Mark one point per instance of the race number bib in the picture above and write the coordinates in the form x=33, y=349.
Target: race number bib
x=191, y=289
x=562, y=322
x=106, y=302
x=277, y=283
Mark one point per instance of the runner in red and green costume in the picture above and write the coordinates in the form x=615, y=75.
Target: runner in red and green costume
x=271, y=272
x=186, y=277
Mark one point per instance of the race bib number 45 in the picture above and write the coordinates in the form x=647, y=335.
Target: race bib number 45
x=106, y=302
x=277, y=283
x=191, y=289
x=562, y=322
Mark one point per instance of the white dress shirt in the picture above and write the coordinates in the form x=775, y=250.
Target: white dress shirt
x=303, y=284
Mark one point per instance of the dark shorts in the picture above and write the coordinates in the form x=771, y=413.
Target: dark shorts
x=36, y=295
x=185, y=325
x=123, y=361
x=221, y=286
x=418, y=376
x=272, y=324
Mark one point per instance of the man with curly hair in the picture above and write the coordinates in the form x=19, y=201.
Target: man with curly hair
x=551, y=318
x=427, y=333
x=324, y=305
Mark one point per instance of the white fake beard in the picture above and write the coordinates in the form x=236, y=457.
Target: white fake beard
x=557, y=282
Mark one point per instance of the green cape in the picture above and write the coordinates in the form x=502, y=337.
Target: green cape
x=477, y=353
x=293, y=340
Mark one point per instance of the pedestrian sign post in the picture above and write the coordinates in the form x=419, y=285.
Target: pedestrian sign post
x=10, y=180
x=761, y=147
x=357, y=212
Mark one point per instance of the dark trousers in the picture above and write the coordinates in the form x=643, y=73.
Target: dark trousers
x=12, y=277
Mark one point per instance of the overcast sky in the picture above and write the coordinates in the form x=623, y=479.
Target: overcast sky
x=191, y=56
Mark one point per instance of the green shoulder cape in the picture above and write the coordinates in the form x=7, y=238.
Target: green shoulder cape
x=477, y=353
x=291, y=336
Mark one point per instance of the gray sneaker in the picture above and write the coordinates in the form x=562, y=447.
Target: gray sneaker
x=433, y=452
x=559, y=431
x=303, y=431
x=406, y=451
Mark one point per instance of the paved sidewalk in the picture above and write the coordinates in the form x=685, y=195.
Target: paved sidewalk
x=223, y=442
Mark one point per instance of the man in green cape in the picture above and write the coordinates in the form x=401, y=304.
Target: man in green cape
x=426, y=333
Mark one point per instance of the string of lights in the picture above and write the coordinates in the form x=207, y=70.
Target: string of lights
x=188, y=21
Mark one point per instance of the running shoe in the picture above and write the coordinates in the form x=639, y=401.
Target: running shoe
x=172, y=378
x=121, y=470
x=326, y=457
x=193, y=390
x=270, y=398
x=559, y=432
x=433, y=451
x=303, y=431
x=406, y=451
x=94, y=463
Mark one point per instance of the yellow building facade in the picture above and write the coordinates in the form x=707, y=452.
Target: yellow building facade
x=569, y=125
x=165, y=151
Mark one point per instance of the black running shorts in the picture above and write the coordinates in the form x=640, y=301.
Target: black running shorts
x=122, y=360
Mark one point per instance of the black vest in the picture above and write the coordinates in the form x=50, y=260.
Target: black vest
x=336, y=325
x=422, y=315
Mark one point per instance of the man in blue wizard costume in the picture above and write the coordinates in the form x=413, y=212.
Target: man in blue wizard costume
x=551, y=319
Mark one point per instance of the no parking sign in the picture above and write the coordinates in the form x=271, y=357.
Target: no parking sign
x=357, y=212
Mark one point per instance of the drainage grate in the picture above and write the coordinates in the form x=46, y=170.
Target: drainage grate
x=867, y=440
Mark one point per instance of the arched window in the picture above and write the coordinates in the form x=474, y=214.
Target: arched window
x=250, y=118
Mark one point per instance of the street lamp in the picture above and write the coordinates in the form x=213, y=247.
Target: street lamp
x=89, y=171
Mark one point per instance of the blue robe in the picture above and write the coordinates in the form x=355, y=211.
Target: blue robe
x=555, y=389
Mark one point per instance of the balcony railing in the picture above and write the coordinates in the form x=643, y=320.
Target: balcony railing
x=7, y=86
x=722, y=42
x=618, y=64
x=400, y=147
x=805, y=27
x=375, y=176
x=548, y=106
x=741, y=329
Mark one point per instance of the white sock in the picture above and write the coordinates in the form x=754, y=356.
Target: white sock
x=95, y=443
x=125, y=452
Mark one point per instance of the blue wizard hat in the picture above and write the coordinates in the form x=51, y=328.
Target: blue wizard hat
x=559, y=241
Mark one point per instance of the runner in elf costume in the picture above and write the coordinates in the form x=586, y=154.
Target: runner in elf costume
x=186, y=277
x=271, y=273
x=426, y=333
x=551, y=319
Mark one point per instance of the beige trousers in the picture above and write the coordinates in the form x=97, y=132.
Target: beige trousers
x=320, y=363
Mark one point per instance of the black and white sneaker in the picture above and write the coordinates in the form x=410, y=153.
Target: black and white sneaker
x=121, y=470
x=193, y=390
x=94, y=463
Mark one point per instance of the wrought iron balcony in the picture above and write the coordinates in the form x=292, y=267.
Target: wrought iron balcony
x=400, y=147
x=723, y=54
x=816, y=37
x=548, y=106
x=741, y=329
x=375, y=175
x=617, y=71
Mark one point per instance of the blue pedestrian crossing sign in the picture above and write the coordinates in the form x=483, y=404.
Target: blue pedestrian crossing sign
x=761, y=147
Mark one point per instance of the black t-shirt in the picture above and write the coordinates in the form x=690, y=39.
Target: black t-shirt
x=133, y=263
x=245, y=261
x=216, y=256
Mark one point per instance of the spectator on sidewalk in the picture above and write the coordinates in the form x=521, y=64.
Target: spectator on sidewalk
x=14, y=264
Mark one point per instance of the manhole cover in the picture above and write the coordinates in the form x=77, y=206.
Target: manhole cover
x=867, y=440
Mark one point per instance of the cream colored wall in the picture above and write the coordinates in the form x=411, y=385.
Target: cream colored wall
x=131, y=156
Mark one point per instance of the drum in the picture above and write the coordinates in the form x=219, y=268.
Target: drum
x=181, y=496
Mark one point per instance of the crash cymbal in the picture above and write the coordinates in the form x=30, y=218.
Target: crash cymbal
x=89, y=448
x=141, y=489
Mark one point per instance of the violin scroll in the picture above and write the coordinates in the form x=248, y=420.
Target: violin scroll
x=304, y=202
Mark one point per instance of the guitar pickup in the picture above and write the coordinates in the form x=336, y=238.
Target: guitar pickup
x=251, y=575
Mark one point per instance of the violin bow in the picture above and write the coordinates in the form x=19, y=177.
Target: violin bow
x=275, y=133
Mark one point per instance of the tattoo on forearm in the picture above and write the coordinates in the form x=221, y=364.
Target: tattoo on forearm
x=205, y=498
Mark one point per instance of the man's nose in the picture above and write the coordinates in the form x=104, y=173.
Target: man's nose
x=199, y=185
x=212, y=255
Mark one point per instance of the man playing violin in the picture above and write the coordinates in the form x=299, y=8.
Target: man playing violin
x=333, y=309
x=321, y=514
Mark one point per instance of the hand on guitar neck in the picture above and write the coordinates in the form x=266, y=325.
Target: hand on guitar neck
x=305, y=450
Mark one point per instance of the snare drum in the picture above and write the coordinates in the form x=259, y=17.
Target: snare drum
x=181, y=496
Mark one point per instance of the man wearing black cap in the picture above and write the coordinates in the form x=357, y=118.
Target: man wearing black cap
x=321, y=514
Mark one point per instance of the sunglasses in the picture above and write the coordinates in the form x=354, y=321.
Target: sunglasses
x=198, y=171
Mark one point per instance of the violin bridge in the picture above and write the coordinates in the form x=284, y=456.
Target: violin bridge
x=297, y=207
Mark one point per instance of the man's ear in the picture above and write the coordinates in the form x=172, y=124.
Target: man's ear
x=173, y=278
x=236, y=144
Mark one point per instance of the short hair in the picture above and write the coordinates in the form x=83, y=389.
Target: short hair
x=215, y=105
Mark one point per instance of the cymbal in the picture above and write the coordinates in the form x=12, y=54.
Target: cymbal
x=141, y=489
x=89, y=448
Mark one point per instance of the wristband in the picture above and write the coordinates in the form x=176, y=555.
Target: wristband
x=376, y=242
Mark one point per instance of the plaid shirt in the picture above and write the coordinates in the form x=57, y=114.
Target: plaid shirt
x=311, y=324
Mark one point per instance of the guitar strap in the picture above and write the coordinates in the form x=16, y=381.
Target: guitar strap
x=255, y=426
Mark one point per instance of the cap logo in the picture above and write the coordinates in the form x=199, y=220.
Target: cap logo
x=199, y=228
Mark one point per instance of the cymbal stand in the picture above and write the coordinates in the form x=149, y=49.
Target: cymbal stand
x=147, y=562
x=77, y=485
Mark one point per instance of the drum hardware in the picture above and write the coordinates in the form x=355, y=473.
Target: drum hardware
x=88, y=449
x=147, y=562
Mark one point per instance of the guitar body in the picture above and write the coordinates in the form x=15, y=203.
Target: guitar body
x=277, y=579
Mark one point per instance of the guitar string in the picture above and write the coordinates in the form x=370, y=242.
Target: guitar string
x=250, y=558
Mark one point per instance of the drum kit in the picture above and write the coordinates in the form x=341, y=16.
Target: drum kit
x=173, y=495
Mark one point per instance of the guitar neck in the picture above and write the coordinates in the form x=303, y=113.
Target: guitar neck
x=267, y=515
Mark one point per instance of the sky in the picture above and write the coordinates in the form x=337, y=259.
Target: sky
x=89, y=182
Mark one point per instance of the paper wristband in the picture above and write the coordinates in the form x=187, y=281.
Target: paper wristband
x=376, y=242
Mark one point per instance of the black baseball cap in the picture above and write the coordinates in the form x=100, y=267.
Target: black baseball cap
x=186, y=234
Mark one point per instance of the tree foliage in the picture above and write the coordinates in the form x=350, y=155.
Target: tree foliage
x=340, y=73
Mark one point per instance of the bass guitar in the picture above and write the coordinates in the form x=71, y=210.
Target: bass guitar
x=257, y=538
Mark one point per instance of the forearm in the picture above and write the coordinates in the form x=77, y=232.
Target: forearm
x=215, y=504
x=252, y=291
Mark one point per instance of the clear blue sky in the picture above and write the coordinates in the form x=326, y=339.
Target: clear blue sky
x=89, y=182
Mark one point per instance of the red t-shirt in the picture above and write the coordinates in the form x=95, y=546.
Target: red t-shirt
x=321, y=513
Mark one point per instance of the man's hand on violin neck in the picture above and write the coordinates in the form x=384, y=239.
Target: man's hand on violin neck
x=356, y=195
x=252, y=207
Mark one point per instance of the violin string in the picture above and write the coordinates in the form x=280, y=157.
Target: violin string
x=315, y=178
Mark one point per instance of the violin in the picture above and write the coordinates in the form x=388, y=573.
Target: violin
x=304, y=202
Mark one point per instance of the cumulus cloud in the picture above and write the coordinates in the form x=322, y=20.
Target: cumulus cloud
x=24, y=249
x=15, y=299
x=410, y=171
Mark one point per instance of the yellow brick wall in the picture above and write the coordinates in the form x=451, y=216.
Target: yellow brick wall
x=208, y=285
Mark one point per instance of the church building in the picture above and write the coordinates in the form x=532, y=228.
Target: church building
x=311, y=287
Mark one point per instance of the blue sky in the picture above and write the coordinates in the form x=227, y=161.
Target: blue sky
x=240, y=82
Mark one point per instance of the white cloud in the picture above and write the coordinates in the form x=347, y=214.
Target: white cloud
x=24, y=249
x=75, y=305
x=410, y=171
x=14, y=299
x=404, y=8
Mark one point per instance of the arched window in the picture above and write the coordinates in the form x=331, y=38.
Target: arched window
____
▸ **TASK OBJECTIVE**:
Please restate, exactly as written, the line that holds "Target: white cloud" and all remaining lines of the data above, and only those.

▸ **EXPECTED ANSWER**:
Target: white cloud
x=24, y=249
x=75, y=305
x=410, y=171
x=14, y=299
x=404, y=8
Mark one point per instance of the arched window in the picture above and write the coordinates in the form x=331, y=38.
Target: arched window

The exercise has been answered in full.